— start Data shown —
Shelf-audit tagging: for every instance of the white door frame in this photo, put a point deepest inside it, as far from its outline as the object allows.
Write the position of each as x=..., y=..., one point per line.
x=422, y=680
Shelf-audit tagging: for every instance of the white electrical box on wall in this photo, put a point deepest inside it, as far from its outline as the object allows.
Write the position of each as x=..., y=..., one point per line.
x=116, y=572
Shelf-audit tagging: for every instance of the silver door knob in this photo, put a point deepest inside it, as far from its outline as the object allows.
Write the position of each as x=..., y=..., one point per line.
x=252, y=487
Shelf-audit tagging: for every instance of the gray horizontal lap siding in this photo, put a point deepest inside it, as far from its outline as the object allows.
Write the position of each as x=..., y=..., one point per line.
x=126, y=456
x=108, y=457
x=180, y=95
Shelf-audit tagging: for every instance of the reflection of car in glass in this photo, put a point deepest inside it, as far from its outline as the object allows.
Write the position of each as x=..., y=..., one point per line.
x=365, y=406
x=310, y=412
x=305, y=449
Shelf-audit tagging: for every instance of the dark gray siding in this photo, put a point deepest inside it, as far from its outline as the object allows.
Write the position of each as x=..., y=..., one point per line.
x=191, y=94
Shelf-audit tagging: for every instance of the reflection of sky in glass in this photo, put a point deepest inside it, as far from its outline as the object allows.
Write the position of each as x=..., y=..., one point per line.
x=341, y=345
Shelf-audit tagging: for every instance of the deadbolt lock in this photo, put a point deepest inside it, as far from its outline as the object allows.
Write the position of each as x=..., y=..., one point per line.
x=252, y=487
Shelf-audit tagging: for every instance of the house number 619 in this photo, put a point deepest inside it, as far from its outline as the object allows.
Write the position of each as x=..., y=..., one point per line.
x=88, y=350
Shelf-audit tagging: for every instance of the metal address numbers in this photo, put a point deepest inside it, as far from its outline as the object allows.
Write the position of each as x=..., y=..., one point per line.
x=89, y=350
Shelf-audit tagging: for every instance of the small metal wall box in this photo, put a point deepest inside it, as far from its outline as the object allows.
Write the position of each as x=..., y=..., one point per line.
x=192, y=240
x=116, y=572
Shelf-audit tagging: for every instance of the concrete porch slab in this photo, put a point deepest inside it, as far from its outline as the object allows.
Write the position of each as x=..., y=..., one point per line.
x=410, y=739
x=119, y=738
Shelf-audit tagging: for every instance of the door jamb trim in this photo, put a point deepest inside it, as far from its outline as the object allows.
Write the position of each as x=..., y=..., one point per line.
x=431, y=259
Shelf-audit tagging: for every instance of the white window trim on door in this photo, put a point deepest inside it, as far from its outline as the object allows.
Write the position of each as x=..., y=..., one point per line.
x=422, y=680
— end Data shown —
_Challenge_: Output the line that contains "Shelf-audit tagging: for every instance of the concrete", followed by every later line in the listing, with no line omitted and none added.

_Exercise solution_:
Shelf-audit tagging: for every instance of the concrete porch slab in this photo, put a point deepest inside it, as far from its outline as the object allows.
Write the position of each as x=..., y=..., one point per line.
x=410, y=739
x=119, y=738
Shelf-audit tagging: for every instance of the door jamb trim in this photo, put a point deepest inside it, as far from its outline as the object allows.
Write the position of each as x=..., y=..., one point per line.
x=431, y=259
Shelf-audit tagging: for every instance of the white window trim on door in this photo, put a point deepest inside it, as far from its outline as the object allows.
Write the position of each as x=..., y=..., one point per line.
x=422, y=680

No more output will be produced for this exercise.